**Quoted passage:**
- - -

Math Modeling Seminar
Dynamic Wetting Failure and Air Entrainment in Coating Flows

Dr. Satish Kumar
Distinguished McKnight University Professor
Faculty Director, Industrial Partnership for Research in
Interfacial and Materials Engineering (IPRIME)
Department of Chemical Engineering and Materials Science
University of Minnesota

You may attend this lecture in person at 2305 Gosnell Hall or virtually via Zoom.
If you’d like to attend virtually, you may register here for Zoom link.

Abstract
:

Dynamic wetting is crucial to processes where liquid displaces another fluid (such as air) along a solid surface, an important example being the deposition of a coating liquid onto a moving substrate. Dynamic wetting failure occurs when the displacement happens too quickly, and this leads to entrainment of the receding fluid into the advancing liquid. In coating processes this entrainment compromises the quality of the final product, so it is desirable to develop a fundamental understanding of the factors that control the onset of dynamic wetting failure. In this talk, I will discuss how the interplay between experiments and modeling has enabled progress in this area. The experiments involve measurements of the critical speed at which wetting failure occurs and flow visualizations of air entrainment. The modeling involves a combination of asymptotic analysis and two-dimensional finite element calculations that link the onset of wetting failure to limit points in families of steady-state solutions. The results reveal the mechanisms responsible for wetting failure and suggest strategies for delaying the onset of air entrainment in coating flows.

- - -

**Supplied material:**
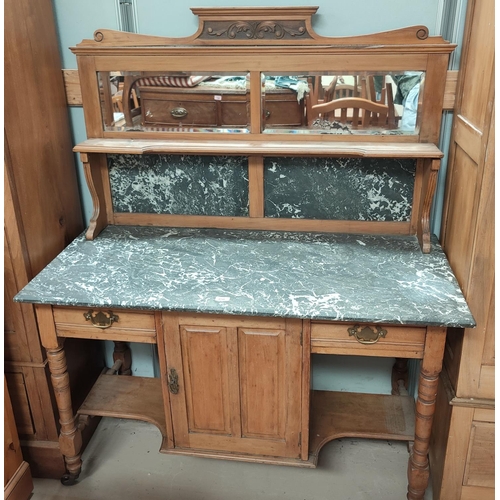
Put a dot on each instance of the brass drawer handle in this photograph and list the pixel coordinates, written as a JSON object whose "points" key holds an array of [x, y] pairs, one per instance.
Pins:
{"points": [[179, 112], [173, 381], [366, 335], [101, 319]]}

- - -

**Brief 1:**
Rewrite the seminar announcement from "Department of Chemical" up to and including "for Zoom link.", replacing "in person" with "on site".
**Brief 2:**
According to the seminar announcement, where may the lecture be attended in person?
**Brief 3:**
Write what comes next in the seminar announcement, continuing from its final sentence.
The material is unrelated to the seminar announcement.

**Right answer 1:**
Department of Chemical Engineering and Materials Science
University of Minnesota

You may attend this lecture on site at 2305 Gosnell Hall or virtually via Zoom.
If you’d like to attend virtually, you may register here for Zoom link.

**Right answer 2:**
2305 Gosnell Hall

**Right answer 3:**
Speaker Bio:
Dr. Satish Kumar is a Distinguished McKnight University Professor at the University of Minnesota where he is on the faculty of the Department of Chemical Engineering and Materials Science. Prof. Kumar received his undergraduate degree from Minnesota (1993), and his master's (1994) and doctoral degrees (1998) from Stanford University, all in chemical engineering. Following postdoctoral work at École Normale Supérieure (Paris) and the University of Michigan, he joined the faculty at Minnesota in 2001. Prof. Kumar currently serves as Faculty Director of the Industrial Partnership for Research in Interfacial and Materials Engineering (IPRIME), a university-industry consortium that has approximately 15 member companies. He is both a Fellow and an Outstanding Referee of the American Physical Society, is Co-Editor-in-Chief of the Journal of Engineering Mathematics, serves on the editorial board of the Journal of Non-Newtonian Fluid Mechanics, is a member of the Executive Committee of the American Physical Society Division of Fluid Dynamics, and is a former president of the International Society of Coating Science and Technology.  Prof. Kumar's research involves integration of transport phenomena, colloid and interface science, rheology, applied and computational mathematics, and experiments to address fundamental issues motivated by problems in materials processing. These fundamental investigations, which are described in over 145 journal articles and 24 PhD theses, are frequently inspired by industrial applications such as coating and printing processes, polymer processing, nanofluidics/microfluidics, and energy. Read more here.

Intended Audience:
Undergraduates, graduates, and experts. Those with interest in the topic.

The Math Modeling Seminar will recur each week throughout the semester on the same day and time. Find out more about upcoming speakers on the Mathematical Modeling Seminar Series webpage.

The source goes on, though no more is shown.